:: WHAT YOU NEED TO DO ::
Change every "vertices" in the listing to "corner points" and keep all other text the same.

:: INFORMATION SUPPLIED ::
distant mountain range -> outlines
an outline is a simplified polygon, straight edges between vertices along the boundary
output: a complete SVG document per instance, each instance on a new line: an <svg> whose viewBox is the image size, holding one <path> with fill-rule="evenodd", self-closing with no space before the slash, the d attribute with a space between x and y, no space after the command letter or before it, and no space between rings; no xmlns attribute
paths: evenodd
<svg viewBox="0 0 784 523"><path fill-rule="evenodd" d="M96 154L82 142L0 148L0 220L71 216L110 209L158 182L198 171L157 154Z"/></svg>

:: FULL OUTPUT ::
distant mountain range -> outlines
an outline is a simplified polygon, straight edges between corner points along the boundary
output: a complete SVG document per instance, each instance on a new line: an <svg> whose viewBox is the image size, holding one <path> with fill-rule="evenodd", self-closing with no space before the slash, the d attribute with a space between x and y, no space after the command letter or before it, and no space between rings; no xmlns attribute
paths: evenodd
<svg viewBox="0 0 784 523"><path fill-rule="evenodd" d="M96 154L82 142L0 148L0 220L71 216L110 209L158 182L198 171L157 154Z"/></svg>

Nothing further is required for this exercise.